EXERCISE: Return the material below word for word, keeping every line as it stands, and omit the picture from your answer.
___ EXCERPTED DATA
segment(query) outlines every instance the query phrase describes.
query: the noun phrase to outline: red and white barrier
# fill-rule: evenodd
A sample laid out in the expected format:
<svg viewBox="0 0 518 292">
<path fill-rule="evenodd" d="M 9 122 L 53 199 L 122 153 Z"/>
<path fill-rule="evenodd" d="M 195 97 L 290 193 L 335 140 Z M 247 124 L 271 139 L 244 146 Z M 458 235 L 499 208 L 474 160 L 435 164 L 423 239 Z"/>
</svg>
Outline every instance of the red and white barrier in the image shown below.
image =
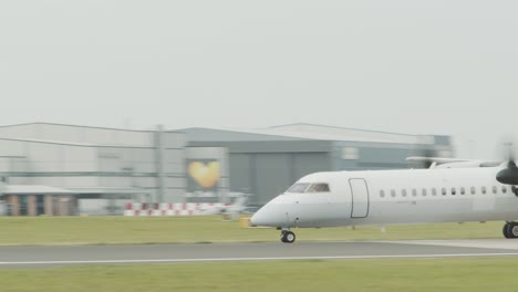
______
REPLY TO THE TASK:
segment(query) outlines every instance the query phrase describes.
query: the noun phrase to outline: red and white barrier
# fill-rule: evenodd
A sample laid out in the expected format:
<svg viewBox="0 0 518 292">
<path fill-rule="evenodd" d="M 9 122 L 53 199 L 122 153 Z"/>
<path fill-rule="evenodd" d="M 195 97 L 290 193 L 335 140 Z M 247 124 L 271 139 L 244 146 Z M 458 235 L 499 208 L 474 160 L 435 164 L 423 239 Z"/>
</svg>
Outline every instance of the red and white barrier in the image shown below.
image =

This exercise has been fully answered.